D'après le texte extrait sur la gastronomie, quel restaurant René Redzepi dirige-t-il, et dans quelle ville ?

*** Texte extrait

Un article intéressant sur telerama.fr (12/10/2013), qui fait un tour d'horizon des particularités de la gastrosphère des années 2010

"On n'a jamais autant regardé le fond de nos assiettes. Blogs, émissions de télé, photos par millions sur les réseaux sociaux, c'est une profusion digne du garde-manger de Top chef... A la fois hyper médiatisée et désacralisée, dépoussiérée et démocratisée, la gastronomie est à la mode. Conviée dans les festivals de rock et même dans les musées. Les chefs, érigés au rang de créateurs, ont quitté l'ombre graisseuse des fourneaux pour les feux de la rampe. Et le public des mangeurs éclairés et/ou branchés s'élargit toujours davantage."

La gastronomie est plus dynamique, voire éphémère :

"Comme le met brillamment en lumière Bénédict Beaugé dans un tranchant essai, Plats du jour, « cet univers qui, pendant longtemps, a cultivé une image pondérée, voire conservatrice, semble tout à coup pris d'un irrépressible besoin de nouveauté et d'innovation ». Hier, les siphons de la cuisine moléculaire. Aujourd'hui, les herbes sauvages et les légumes-racines. "

Les chefs sont mis en scène :

La scène se passe au printemps 2013, à la Mutualité. Dans la salle mythique du Quartier latin qui vibra des concerts de Léo Ferré et des congrès de la gauche française, c'est un autre Marx qui fait rêver les foules. Thierry Marx, le bonze à crâne chauve et baguettes, ténor de la gastronomie moléculaire, est venu pour un récital public au piano de cuisson. Pectine de pamplemousse, huître et jasmin, un cours d'(al)chimie retransmis sur écran géant.

« Rock star ? Non ! se défend la vedette du moment, le Danois René Redzepi, à la tête du Noma, à Copenhague. Vous ne pouvez pas faire un tube avec du jambon, il n'y a pas de musique qui sort d'une asperge ! » N'empêche, une nouvelle génération de cuisiniers aussi décontractés que connectés et médiatisés tend, par son style et ses codes, à se rapprocher davantage des extravagances de la scène pop que de l'artisanat en blouse à cocarde des meilleurs ouvriers de France.

******
*** Données enregistrées

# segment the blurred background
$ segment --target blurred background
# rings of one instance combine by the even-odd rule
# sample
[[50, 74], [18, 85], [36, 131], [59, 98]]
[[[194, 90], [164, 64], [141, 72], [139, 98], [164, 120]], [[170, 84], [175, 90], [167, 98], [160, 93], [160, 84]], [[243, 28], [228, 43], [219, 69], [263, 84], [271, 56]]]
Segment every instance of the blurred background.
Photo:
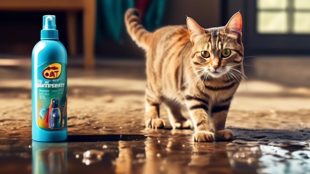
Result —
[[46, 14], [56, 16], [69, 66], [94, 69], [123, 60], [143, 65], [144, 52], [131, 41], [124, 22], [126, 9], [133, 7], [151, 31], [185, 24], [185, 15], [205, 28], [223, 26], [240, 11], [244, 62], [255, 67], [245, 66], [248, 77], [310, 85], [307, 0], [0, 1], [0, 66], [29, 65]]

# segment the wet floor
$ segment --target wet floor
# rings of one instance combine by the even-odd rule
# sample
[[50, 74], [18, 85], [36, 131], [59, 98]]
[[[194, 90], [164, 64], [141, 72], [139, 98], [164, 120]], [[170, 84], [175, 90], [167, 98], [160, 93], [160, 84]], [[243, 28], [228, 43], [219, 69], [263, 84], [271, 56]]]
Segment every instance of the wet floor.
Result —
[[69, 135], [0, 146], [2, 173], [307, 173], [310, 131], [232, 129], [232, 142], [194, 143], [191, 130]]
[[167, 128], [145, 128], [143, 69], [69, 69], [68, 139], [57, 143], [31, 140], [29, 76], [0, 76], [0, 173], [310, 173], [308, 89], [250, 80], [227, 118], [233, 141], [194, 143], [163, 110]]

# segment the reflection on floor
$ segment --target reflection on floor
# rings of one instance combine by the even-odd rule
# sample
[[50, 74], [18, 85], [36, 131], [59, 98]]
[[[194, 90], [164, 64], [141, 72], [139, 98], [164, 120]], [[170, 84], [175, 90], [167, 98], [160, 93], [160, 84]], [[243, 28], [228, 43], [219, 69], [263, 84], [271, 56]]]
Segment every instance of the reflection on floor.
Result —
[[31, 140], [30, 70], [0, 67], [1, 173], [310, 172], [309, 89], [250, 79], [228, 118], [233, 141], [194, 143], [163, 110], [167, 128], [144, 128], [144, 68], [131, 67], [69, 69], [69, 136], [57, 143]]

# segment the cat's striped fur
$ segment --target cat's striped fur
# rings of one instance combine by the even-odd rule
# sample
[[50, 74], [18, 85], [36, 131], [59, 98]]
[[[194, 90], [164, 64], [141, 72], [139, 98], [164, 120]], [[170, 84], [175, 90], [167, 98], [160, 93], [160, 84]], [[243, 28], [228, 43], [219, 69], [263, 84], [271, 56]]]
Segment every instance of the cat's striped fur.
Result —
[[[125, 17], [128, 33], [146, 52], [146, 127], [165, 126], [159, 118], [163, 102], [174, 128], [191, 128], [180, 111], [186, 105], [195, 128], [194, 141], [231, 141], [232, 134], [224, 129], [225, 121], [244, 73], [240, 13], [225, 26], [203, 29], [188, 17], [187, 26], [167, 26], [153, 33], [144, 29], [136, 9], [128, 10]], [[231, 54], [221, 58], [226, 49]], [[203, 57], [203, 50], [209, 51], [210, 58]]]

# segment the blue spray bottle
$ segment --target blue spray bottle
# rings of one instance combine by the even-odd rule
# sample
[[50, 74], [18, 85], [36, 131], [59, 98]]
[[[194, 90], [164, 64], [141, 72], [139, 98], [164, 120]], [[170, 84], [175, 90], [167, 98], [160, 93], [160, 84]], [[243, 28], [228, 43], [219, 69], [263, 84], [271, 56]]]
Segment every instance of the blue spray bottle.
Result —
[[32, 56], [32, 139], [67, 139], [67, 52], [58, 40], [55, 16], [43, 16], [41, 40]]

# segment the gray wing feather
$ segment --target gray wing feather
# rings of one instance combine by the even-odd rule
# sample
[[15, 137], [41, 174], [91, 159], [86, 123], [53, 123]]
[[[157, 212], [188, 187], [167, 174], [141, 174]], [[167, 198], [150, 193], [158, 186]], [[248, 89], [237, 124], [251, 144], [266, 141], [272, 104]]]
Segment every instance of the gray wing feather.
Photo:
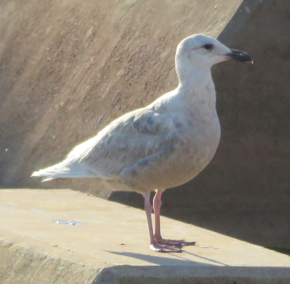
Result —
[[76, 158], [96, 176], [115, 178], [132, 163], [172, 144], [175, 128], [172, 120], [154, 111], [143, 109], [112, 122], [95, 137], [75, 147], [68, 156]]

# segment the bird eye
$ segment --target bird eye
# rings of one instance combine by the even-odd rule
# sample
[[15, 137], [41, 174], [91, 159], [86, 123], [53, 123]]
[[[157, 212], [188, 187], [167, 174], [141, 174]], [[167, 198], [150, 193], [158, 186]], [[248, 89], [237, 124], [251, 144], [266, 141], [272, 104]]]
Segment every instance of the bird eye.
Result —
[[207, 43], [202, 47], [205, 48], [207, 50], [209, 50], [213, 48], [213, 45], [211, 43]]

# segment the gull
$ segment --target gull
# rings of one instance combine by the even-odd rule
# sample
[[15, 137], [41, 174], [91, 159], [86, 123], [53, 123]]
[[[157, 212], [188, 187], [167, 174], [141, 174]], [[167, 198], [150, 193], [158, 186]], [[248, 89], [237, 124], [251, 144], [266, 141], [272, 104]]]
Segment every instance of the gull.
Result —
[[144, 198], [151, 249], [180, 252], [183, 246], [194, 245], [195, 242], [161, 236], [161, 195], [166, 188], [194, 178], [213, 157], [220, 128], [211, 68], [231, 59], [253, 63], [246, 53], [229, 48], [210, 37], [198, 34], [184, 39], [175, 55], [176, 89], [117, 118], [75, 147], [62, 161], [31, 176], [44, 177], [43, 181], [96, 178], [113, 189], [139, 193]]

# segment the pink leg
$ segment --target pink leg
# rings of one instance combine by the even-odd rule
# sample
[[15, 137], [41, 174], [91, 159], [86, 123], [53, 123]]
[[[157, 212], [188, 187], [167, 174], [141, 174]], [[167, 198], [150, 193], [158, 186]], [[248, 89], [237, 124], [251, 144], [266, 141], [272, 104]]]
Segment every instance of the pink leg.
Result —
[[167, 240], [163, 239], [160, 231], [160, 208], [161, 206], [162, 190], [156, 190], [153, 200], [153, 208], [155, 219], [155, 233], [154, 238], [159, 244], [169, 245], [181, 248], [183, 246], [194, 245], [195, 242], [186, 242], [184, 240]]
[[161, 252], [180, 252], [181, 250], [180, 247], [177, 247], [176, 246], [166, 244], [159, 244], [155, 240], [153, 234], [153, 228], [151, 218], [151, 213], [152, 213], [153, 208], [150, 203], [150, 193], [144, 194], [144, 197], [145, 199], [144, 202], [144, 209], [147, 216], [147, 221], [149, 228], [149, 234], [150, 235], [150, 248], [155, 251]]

******

■ Solution rédigée
Il dirige le Noma, à Copenhague.